Your villain comes off as incompetent.

If your character is usually not cardboard, his brick-strong lack of reaction makes the PAIN not real. I mean if he can withstand it so totally, it must not actually hurt that much.  If you are literally describing what is happening to him, that creates dissonance. It doesn’t sound so much like the intestines they’re ripping out hurt a ton but your hero is just so tough it’s whatever – it sounds like maybe the villain is so incompetent he can’t make evisceration hurt. So – either your hero is cardboard, or your villain is a loser who can’t even torture someone right, or both. Don’t forget – it hurts your hero if your villain sucks, so everyone loses.

The reader cannot relate to your hero’s pain if he isn’t feeling any.

It’s going to make it hard for the reader to sympathize with what is happening to your hero if you tell them but don’t show them – I mean, you’ll still get a good flinch when you say, “metal hooks through his eyelids held his eyes open” (Props to Andrew Whittaker, that was a fun chapter to read) but then things get weird if dude is just sitting there like his eyelids held open with hooks is nbd. (He’s so informal about it he’s using chatspeak, you see.) I’m going to relate a lot more to him if he’s more like, “aaaaaaah there are hooks in my eyelids aaaaaaah my eyes and my eyelids hurt so badly aaaaaaah!”

Choosing smaller reactions is more likely to make your hero seem tough than none at all.

- [ACTION ITEM] Copy word for word the part of the text on showing a hero's pain, starting at "It’s going to" and ending at "none at all.". The items come from a separate source and are unrelated to the text.

- [EXCERPTED DATA]

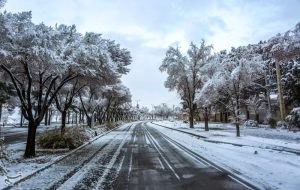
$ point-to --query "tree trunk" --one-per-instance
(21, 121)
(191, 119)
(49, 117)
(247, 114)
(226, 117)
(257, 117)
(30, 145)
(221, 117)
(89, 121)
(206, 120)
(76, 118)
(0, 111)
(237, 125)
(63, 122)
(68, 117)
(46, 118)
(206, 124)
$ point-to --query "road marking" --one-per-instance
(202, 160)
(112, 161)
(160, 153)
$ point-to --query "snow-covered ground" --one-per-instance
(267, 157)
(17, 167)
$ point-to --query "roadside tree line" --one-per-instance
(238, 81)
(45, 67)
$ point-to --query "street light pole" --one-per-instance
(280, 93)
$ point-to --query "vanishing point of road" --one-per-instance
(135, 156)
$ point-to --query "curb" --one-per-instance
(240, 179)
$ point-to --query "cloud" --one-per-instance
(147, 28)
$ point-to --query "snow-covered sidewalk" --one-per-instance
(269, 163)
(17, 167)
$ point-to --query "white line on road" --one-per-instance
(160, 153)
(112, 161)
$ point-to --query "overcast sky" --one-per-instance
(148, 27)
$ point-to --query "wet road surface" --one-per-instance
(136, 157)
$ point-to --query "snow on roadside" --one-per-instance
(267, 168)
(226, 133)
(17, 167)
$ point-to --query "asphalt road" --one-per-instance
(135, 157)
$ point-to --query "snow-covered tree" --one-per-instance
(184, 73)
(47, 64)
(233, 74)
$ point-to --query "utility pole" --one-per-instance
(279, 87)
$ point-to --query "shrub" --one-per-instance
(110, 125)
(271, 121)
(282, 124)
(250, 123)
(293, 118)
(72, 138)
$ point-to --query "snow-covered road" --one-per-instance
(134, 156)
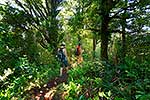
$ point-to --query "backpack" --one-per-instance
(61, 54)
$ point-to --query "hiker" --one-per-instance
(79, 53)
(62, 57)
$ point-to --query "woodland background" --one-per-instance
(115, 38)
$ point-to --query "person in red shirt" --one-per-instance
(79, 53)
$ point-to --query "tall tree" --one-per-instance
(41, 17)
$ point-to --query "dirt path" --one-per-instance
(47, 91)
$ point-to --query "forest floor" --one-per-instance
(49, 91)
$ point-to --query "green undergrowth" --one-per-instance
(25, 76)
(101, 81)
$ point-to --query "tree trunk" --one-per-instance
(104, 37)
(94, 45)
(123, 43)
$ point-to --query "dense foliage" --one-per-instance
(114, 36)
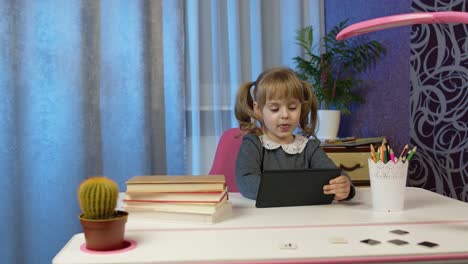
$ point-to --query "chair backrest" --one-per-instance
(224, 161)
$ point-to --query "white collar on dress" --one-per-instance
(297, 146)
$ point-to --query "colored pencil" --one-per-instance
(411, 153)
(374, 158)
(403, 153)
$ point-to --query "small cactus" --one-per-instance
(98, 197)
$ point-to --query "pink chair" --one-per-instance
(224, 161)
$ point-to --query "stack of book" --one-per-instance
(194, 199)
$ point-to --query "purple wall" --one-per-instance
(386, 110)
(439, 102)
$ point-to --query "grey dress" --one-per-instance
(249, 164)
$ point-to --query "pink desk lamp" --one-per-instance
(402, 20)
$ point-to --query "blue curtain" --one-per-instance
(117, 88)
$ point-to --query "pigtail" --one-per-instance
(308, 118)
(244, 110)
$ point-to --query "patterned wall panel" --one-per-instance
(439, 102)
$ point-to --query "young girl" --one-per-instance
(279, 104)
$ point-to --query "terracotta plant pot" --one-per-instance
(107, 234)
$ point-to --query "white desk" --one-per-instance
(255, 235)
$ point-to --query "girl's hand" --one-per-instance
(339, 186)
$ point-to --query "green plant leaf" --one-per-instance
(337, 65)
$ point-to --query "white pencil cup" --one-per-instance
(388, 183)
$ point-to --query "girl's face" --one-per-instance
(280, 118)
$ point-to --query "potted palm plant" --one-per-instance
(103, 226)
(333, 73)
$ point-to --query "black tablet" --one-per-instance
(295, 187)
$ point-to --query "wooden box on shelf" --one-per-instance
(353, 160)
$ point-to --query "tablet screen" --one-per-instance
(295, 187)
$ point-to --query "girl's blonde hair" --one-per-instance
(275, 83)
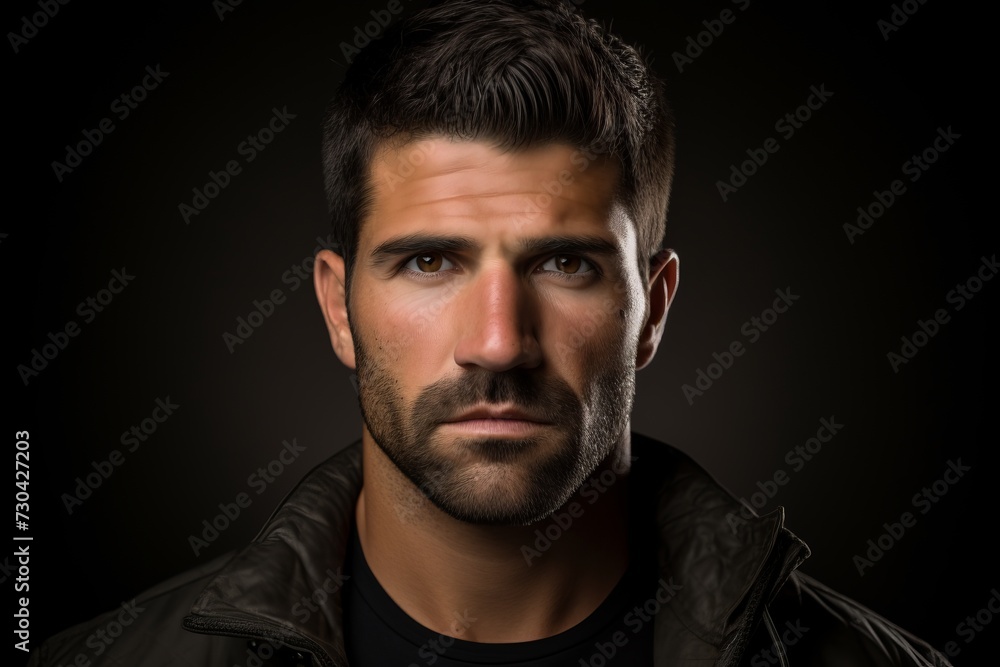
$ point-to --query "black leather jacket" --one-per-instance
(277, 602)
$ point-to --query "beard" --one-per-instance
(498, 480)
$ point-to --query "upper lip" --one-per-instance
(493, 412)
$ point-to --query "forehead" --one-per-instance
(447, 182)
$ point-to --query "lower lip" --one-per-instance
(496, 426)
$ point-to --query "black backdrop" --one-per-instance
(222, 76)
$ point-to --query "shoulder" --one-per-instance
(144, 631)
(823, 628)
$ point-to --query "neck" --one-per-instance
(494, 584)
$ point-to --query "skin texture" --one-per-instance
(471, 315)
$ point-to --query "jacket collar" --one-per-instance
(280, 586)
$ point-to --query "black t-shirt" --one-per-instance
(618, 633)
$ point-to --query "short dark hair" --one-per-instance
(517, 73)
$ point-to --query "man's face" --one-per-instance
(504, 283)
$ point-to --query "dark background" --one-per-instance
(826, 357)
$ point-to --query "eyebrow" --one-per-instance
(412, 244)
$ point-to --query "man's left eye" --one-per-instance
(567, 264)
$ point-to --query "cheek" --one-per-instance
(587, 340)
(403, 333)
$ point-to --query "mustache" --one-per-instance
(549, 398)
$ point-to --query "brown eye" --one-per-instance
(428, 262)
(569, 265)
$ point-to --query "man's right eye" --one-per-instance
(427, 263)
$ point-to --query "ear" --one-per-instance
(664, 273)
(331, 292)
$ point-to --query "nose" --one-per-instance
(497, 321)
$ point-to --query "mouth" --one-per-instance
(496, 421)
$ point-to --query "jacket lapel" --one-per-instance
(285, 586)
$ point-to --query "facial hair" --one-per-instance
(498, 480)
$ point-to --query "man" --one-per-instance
---
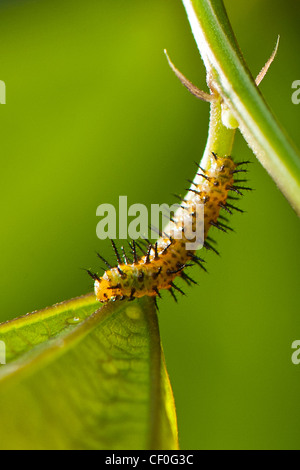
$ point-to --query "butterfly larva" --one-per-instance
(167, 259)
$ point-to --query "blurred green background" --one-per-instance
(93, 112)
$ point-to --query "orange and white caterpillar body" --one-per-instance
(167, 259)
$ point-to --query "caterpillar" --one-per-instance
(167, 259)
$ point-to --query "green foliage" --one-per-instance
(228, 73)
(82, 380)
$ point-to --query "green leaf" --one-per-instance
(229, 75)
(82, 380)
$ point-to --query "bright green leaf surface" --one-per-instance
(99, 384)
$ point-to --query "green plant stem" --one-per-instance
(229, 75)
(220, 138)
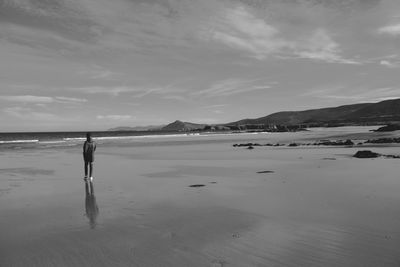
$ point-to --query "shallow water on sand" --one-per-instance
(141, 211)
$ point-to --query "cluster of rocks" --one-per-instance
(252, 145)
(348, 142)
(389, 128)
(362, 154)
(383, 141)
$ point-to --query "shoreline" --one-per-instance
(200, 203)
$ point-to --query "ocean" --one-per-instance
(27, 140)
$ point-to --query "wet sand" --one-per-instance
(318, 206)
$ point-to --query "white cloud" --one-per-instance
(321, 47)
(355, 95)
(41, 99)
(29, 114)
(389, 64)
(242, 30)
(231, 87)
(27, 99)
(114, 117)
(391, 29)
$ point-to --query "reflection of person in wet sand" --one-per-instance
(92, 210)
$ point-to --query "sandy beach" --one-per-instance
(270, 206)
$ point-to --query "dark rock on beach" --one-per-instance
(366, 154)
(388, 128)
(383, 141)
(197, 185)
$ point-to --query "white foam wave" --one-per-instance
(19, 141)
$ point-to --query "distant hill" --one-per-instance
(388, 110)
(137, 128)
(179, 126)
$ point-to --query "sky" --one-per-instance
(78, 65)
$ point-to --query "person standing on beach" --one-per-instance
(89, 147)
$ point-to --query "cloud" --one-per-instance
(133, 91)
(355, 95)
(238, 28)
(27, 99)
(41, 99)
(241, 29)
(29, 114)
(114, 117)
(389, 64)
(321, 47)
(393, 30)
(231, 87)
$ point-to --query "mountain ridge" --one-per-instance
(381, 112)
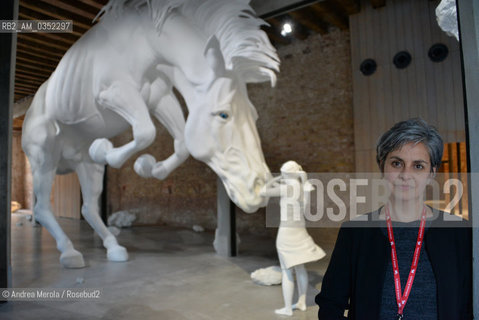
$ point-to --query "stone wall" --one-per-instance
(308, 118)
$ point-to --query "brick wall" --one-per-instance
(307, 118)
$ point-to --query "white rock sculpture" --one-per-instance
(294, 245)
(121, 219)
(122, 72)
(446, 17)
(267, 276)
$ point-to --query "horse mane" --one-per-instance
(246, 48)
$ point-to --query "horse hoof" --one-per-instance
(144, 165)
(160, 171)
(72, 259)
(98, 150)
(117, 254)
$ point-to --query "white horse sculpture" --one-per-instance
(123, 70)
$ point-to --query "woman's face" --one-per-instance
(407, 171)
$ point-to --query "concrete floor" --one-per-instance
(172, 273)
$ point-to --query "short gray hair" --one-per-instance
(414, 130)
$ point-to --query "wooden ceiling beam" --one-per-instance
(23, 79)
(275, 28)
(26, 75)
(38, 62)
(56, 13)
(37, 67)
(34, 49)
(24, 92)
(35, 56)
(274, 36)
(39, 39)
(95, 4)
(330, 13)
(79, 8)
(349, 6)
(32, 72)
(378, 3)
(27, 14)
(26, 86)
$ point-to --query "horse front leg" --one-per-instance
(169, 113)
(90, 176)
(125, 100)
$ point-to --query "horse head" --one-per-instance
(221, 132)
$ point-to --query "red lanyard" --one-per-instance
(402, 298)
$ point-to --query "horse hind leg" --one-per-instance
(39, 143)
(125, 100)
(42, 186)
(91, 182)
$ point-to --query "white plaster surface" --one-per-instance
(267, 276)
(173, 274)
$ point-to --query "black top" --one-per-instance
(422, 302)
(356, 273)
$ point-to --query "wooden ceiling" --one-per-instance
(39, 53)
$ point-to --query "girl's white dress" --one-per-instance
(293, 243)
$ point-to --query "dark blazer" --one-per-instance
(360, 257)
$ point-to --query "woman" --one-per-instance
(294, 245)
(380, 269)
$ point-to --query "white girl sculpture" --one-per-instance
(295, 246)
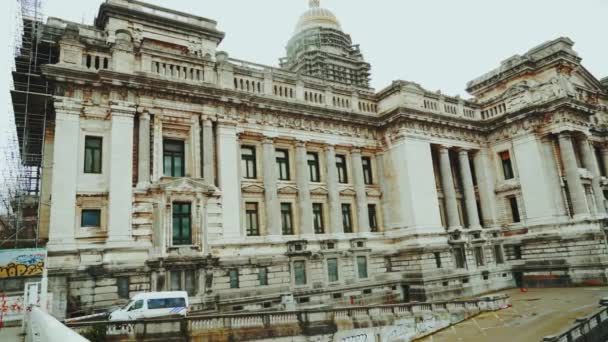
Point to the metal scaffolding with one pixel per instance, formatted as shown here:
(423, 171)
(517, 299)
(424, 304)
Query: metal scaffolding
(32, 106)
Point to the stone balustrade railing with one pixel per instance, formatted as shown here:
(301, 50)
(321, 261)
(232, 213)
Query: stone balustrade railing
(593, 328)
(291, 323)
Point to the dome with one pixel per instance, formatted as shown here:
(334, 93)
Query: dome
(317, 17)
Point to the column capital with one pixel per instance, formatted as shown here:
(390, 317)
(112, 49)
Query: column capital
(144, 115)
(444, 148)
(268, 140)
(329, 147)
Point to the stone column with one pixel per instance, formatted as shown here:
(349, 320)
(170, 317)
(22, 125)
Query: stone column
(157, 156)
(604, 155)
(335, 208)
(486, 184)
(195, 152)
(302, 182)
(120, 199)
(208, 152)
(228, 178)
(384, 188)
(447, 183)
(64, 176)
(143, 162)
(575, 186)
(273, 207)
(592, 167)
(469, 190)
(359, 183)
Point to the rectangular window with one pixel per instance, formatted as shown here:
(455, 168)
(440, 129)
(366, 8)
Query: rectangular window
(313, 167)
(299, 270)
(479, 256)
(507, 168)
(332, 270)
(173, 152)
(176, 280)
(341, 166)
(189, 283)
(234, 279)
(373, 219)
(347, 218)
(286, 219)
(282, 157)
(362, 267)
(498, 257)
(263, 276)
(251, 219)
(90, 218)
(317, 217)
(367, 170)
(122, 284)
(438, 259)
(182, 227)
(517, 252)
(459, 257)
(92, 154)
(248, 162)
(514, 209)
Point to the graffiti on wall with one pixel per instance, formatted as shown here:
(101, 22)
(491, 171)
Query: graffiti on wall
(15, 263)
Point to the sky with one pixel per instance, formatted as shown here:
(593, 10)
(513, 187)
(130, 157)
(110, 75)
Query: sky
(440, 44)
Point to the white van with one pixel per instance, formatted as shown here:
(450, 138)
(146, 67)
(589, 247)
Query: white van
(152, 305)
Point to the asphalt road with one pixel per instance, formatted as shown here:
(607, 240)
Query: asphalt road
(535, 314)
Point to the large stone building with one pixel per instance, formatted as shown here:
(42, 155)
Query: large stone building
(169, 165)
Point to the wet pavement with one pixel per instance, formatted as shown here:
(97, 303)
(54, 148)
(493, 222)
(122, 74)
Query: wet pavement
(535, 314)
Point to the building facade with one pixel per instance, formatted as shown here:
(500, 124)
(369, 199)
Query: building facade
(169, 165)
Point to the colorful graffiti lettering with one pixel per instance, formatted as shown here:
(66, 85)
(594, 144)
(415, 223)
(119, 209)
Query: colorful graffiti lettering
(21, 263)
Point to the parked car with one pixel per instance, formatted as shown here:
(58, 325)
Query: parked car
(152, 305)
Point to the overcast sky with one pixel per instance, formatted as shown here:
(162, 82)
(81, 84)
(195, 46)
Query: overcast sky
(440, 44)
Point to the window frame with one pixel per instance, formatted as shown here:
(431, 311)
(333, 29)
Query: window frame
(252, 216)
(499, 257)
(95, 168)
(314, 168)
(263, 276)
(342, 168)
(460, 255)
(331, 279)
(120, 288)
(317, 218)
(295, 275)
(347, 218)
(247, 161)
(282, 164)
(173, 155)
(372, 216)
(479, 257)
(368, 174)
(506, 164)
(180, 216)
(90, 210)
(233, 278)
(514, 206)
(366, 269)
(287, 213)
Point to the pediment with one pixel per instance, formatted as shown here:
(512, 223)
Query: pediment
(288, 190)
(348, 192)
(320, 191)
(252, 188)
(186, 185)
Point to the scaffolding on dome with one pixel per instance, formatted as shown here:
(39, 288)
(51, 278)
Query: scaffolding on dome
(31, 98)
...
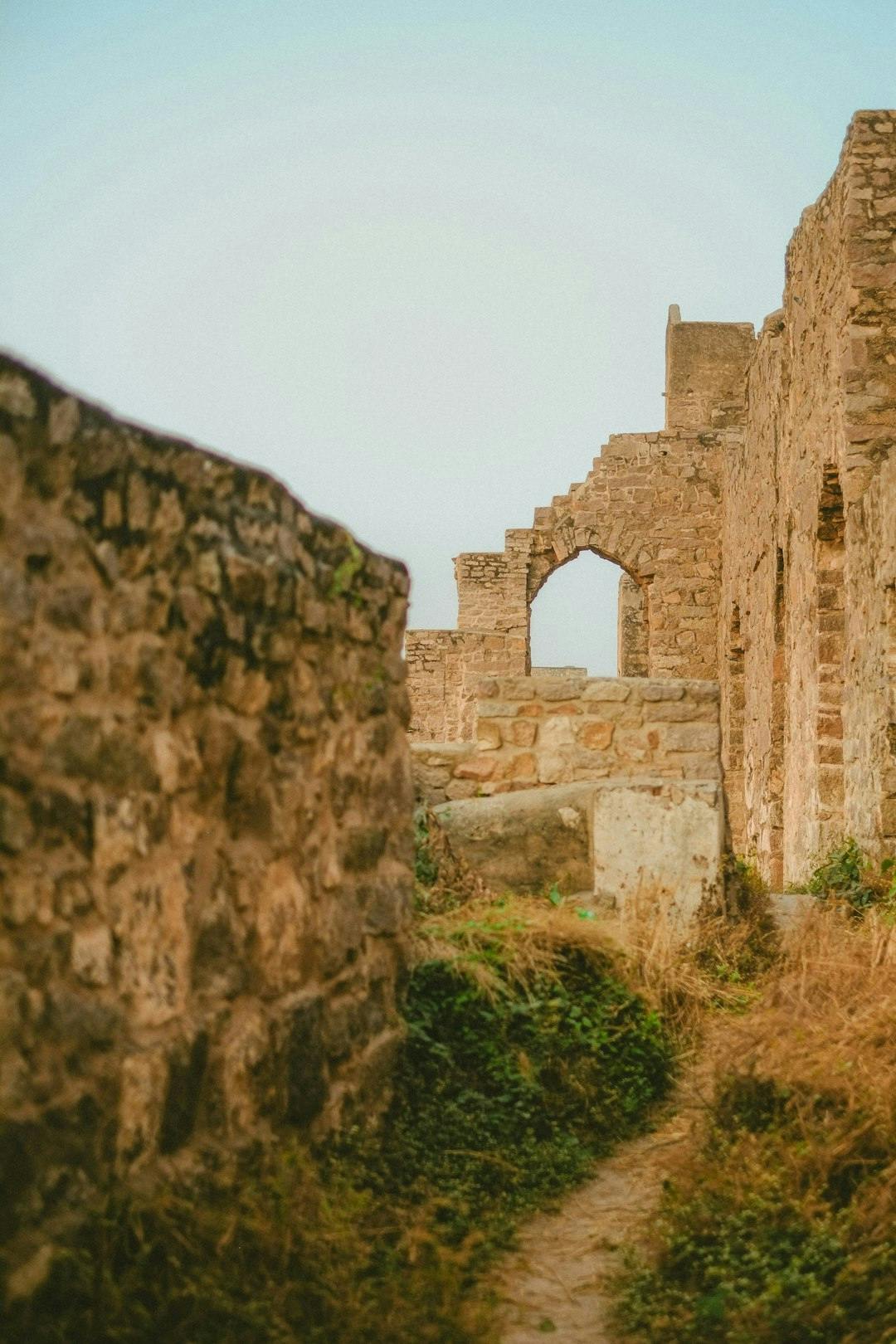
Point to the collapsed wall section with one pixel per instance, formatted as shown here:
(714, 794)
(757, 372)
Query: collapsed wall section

- [WRITTEN SOLUTION]
It’s going to make it hard for the reader to sympathize with what is happening to your hero if you tell them but don’t show them – I mean, you’ll still get a good flinch when you say, “metal hooks through his eyelids held his eyes open” (Props to Andrew Whittaker, that was a fun chapter to read) but then things get weird if dude is just sitting there like his eyelids held open with hooks is nbd. (He’s so informal about it he’s using chatspeak, you see.) I’m going to relate a lot more to him if he’s more like, “aaaaaaah there are hooks in my eyelids aaaaaaah my eyes and my eyelids hurt so badly aaaaaaah!”

Choosing smaller reactions is more likely to make your hero seem tough than none at all.